### EXTRAIT SOURCE:
◆ ◆ ◆

Elliott Murphy le magnifique et le mythe de Gatsby
ENTRETIEN – Elliott Murphy n’est pas dans le panthéon du rock, mais assurément, il fait partie de son histoire. De rock star destinée à être le “nouveau Bob Dylan” à loser magnifique exilé à Paris, l’Américain avait tout pour réussir. Question : a-t-il pour autant raté sa vie ?
10 novembre 2017. Déjà 20h25 ! Merde. Je suis en retard. Ce soir, Elliott Murphy joue au New Morning comme une ou deux fois par an. Il est supposé commencer à 21 heures et pas de première partie. J’accélère le pas, rue Montorgueil. Il fait gris mais doux en cette soirée d’automne, je me dis que Paris est agréable le vendredi soir quand les terrasses sont prises d’assaut. On a envie de rencontres, de quelques bières, d’un peu d’ivresse et d’un horizon qui s’élargit comme en ce soir d’été de 1990 où, encore teenager, je drague cette touriste grecque blonde aux yeux bleus dans une crêperie de la rue Mouffetard.

◆ ◆ ◆

### CONSIGNES:
A. Répondez aux questions suivantes d'après le texte sur Elliott Murphy :
(i) Quel rôle était-il promis à Elliott Murphy au début de sa carrière ?
(ii) Dans quelle salle joue-t-il le 10 novembre 2017, et à quelle heure doit-il commencer ?
(iii) Dans quelle rue se trouve la crêperie de l'été 1990 ?
B. Rédigez la suite du texte sur Elliott Murphy, en partant de sa dernière phrase.
Les lignes du jeu de données ne sont pas requises.

Lignes d'un jeu de données
◆ ◆ ◆

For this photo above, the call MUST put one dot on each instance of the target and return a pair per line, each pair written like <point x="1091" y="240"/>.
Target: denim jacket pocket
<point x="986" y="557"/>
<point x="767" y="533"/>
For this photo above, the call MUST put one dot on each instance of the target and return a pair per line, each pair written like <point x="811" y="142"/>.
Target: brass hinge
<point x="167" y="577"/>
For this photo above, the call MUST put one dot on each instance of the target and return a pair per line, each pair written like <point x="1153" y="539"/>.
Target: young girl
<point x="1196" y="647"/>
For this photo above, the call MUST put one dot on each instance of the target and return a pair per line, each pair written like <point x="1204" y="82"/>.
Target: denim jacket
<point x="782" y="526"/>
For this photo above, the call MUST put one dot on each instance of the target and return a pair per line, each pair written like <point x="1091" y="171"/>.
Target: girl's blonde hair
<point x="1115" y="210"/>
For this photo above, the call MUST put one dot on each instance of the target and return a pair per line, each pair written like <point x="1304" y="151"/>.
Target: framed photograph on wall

◆ ◆ ◆

### RÉSULTATS ATTENDUS:
A.
(i) Celui de « nouveau Bob Dylan ».
(ii) Au New Morning, à 21 heures.
(iii) Rue Mouffetard.

B.
Je la ramène dans l’appart de mes parents qui, eux, étaient en vacances, j’étais probablement collé après avoir redoublé cette année-là. Le mois d’août à Paris est magique, le soleil sur les quais, la chaleur dans les rues déserte de Saint-Germain-des-Près. À peine arrivé chez mes parents, j’ai lancé l’album Aquashow d’Elliott Murphy. “The Last Of The Rock Stars” résonne de la stéréo de mon père, nous donnant l’énergie de baiser jusqu’au petit matin.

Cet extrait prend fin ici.